*Exercise*. In the records below, find every line that contains "black" and list it.

=== Section Start ===

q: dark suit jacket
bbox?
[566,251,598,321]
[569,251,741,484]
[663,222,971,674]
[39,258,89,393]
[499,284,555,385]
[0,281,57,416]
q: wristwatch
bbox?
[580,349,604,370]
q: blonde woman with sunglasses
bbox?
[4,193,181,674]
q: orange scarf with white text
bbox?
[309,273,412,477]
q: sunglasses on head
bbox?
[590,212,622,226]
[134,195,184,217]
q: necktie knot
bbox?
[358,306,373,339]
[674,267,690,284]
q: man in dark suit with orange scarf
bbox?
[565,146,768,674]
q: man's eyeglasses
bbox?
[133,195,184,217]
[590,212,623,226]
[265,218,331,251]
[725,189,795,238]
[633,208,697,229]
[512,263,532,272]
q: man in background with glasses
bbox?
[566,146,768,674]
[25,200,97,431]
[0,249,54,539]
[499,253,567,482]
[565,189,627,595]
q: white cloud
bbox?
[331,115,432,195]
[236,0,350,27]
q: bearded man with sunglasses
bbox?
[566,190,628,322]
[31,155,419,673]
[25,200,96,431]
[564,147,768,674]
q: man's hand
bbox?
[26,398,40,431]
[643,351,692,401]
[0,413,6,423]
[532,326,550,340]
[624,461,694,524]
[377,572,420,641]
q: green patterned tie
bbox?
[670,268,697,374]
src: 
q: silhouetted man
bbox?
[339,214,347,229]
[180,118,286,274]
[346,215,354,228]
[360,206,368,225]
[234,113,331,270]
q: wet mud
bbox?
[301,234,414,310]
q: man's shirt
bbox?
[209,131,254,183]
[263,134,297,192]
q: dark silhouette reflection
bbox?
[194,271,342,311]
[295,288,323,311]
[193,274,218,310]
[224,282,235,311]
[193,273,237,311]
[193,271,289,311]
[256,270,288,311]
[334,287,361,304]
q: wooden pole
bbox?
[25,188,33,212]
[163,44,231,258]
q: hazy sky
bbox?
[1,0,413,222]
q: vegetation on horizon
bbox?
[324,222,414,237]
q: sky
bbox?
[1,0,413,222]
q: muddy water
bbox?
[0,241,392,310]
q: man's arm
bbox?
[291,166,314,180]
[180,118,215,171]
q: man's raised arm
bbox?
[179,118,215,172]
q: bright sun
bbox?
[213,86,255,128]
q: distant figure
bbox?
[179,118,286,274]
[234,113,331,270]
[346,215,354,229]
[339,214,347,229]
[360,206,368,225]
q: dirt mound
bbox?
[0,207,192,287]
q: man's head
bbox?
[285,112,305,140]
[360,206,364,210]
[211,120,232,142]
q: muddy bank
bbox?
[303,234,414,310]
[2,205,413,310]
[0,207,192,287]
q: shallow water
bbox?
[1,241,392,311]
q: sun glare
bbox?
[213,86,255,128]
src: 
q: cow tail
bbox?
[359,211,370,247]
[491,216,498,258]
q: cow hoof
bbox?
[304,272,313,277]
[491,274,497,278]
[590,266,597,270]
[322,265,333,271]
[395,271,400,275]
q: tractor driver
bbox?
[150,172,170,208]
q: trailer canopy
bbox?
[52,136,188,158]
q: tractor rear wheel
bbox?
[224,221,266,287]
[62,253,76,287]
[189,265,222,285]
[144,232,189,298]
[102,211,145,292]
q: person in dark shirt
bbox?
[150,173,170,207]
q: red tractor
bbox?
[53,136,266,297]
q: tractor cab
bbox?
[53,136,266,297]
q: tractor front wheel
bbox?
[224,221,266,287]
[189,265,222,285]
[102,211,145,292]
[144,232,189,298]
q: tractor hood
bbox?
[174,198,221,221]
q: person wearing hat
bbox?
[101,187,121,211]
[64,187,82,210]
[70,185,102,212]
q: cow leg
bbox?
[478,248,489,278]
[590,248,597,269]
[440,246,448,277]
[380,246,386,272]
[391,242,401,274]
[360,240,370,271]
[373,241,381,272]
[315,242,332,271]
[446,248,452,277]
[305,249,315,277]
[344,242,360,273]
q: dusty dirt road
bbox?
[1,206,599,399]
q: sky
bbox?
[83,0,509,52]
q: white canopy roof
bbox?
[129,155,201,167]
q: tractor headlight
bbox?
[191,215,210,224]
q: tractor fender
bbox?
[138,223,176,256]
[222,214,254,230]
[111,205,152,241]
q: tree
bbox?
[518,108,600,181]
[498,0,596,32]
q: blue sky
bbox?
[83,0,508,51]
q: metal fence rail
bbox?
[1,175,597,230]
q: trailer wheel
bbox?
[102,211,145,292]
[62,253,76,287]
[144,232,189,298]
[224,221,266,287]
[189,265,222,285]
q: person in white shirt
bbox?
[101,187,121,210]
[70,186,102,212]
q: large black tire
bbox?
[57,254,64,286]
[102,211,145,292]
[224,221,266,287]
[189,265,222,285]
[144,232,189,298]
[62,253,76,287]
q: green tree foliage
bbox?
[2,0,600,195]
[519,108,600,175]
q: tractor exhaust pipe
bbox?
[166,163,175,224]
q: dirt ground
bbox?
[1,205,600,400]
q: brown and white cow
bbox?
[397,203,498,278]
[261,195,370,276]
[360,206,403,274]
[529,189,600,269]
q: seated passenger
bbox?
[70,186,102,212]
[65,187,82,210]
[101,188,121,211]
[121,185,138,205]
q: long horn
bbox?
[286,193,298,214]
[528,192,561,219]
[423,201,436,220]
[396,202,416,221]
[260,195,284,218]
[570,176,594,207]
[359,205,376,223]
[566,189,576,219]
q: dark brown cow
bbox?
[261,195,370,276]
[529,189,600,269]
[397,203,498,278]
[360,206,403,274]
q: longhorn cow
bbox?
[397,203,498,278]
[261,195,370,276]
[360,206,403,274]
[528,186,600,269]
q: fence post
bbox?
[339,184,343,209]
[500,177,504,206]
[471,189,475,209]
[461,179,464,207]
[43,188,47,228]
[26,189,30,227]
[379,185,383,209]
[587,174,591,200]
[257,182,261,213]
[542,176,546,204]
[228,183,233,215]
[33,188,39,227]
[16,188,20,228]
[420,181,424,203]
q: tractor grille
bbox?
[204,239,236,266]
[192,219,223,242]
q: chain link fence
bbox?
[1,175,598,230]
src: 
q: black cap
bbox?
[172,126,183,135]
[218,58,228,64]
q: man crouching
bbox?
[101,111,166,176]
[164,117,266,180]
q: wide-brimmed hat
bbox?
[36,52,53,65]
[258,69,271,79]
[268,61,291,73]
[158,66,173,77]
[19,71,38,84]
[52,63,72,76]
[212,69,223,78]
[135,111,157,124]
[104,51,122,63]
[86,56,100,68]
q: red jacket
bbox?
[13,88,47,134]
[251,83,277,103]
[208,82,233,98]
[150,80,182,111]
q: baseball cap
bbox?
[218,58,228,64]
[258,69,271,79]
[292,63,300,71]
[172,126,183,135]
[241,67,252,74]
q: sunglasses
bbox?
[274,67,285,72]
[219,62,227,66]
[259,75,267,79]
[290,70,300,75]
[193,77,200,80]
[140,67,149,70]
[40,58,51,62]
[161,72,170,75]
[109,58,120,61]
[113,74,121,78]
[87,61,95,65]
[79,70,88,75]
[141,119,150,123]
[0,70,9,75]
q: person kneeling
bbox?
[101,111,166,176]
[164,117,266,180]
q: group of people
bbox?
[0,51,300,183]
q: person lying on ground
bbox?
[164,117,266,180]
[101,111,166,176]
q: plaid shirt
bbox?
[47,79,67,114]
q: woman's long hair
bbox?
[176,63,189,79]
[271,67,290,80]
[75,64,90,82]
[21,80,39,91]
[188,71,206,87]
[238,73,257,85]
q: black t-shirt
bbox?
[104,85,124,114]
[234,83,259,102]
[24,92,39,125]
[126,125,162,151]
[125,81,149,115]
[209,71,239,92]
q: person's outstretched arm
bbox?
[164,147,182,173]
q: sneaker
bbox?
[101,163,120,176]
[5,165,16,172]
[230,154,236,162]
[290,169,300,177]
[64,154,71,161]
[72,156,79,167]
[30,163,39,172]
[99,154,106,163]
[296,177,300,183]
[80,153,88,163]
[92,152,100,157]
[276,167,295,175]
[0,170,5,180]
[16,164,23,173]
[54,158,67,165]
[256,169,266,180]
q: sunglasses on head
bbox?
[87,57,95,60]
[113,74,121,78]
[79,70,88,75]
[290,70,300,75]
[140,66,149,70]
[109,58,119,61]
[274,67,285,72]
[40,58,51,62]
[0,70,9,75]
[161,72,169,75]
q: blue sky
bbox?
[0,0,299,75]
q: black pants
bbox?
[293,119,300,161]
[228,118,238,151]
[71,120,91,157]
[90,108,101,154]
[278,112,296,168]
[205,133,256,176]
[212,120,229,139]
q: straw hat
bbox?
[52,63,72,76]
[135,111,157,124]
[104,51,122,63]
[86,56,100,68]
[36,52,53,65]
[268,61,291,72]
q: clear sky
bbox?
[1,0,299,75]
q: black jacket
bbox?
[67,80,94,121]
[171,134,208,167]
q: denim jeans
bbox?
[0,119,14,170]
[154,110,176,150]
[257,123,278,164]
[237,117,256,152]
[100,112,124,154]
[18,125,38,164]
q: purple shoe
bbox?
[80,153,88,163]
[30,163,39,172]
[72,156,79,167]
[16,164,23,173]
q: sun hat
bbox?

=== Section End ===

*Answer to this problem*.
q: large black tire
q: black cap
q: black t-shirt
q: black pants
q: black jacket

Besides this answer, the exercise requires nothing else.